Complete the following:
• 1. Rewrite the passage on NAMA from "NAMA has been" up to and including "from NAMA’s operations.", swapping "social dividend" for "public dividend".
• 2. According to the passage on NAMA, what was launched last Wednesday?
• 3. Carry on writing the passage on NAMA from the point where it stops.
═══ Excerpted text ═══
NAMA has been in the headlines once again in recent days following the launch of the Dublin Docklands Strategic Development Zone (SDZ) last Wednesday and two high profile development projects being released. We’ve written about the background to the SDZ here and here. But with all the talk of office development and international funds buying up assets, what happened to the prospect of a social dividend from NAMA? Four years down the line and there has been precious little by way of anything resembling some kind of social, cultural or public benefit from NAMA’s operations.
Given the complexity of NAMA, any discussion of a potential social dividend has been somewhat confused and marred by a lack of clarity about what the practical possibilities for such a dividend might be. This post looks at these issues, pointing out what could be done and how.
═══ Data shown ═══
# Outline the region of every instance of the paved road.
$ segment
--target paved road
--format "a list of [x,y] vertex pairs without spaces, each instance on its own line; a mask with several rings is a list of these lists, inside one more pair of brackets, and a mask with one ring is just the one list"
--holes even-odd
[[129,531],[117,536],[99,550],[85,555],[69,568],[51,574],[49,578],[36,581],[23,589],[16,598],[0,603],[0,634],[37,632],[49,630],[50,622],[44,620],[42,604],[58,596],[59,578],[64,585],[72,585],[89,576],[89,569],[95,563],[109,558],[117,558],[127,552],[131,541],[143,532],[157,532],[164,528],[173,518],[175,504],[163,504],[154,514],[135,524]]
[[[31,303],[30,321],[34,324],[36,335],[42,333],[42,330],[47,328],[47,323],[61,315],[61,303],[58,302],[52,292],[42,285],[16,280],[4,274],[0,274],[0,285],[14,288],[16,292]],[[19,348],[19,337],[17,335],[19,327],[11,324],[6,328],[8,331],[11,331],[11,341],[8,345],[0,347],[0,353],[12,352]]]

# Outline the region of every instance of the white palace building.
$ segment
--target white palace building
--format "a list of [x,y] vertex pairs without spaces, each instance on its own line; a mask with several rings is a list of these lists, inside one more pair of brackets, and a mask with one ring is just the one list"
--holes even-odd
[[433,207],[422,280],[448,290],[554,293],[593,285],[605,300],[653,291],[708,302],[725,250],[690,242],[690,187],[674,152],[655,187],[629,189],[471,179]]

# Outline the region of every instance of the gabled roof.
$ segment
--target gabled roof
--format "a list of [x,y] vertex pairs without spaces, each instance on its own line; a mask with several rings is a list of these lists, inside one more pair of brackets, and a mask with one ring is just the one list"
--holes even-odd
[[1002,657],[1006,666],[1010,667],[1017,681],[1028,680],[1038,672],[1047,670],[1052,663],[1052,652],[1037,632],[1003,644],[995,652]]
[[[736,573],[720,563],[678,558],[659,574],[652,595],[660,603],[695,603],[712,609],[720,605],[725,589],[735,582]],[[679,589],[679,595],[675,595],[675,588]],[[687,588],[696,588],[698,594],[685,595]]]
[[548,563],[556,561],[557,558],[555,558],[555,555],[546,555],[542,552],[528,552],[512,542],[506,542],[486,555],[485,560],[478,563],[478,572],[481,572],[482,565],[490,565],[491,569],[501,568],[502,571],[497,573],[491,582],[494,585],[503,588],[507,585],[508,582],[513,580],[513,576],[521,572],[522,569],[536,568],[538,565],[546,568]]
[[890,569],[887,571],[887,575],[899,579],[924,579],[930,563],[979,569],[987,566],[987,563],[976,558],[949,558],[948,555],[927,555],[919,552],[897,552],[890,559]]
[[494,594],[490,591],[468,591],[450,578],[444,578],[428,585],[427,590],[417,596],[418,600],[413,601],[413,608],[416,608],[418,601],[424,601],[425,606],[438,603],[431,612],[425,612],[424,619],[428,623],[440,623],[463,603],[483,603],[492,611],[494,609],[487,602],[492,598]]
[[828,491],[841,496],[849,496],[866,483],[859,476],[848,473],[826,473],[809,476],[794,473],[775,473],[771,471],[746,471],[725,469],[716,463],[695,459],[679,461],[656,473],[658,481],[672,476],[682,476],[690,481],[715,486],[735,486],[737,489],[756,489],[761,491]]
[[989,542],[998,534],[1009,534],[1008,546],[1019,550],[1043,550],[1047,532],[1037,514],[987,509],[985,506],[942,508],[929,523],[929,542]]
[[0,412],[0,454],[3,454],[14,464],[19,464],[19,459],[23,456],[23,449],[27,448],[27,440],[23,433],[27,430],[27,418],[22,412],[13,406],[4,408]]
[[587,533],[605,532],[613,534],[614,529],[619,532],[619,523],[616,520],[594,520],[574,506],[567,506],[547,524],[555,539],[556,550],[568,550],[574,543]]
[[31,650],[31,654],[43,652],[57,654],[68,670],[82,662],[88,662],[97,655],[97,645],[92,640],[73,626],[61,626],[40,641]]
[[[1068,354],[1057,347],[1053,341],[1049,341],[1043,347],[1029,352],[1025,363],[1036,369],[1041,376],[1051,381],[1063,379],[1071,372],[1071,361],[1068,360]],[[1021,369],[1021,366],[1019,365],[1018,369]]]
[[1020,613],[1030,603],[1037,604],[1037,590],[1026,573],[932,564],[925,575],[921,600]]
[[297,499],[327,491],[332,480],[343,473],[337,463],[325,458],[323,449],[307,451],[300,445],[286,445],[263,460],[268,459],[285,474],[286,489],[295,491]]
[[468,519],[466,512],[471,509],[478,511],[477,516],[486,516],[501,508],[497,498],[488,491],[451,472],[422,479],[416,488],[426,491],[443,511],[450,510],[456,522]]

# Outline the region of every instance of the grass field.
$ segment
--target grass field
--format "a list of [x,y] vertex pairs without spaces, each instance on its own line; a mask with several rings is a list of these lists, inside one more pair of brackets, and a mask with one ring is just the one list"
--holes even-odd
═══
Replies:
• 1.
NAMA has been in the headlines once again in recent days following the launch of the Dublin Docklands Strategic Development Zone (SDZ) last Wednesday and two high profile development projects being released. We’ve written about the background to the SDZ here and here. But with all the talk of office development and international funds buying up assets, what happened to the prospect of a public dividend from NAMA? Four years down the line and there has been precious little by way of anything resembling some kind of social, cultural or public benefit from NAMA’s operations.

• 2. The Dublin Docklands Strategic Development Zone (SDZ).

• 3.
The existing set up
As things stand, the workings of NAMA are governed by the National Asset Management Agency Act (2009). The Act focuses almost exclusively on the objective of saving the banks by acquiring their toxic real estate assets, with little provision made for NAMA’s impact on urban development. And yet, there are possibilities for a more holistic approach to urban development even within the existing set up. First of all, the NAMA legislation stipulates that the Agency have regard to ‘good planning’. Thus far, however, NAMA’s interpretation of what that means in practice has been very limited. The clearest example of this is NAMA’s submissions to the An Bord Pleanala hearing process on the SDZ itself. NAMA was involved in three submissions, each of which echo familiar private sector, pro-development interests. The submissions called for greater ‘flexibility’ a less ‘prescriptive’ approach to planning and ‘intensive development’ in the Docklands planning scheme. Such an approach does not correspond to international best practice in planning which emphasizes the limitations of a purely physical development approach to planning as well as the importance of the social and economic dimensions of planning. Were NAMA to adopt an interpretation of good planning along these lines it would go some way to the delivery of a social dividend. If that doesn’t happen, and there is nothing to suggest it will, the Minster for Finance can issue directives to NAMA to force its hand.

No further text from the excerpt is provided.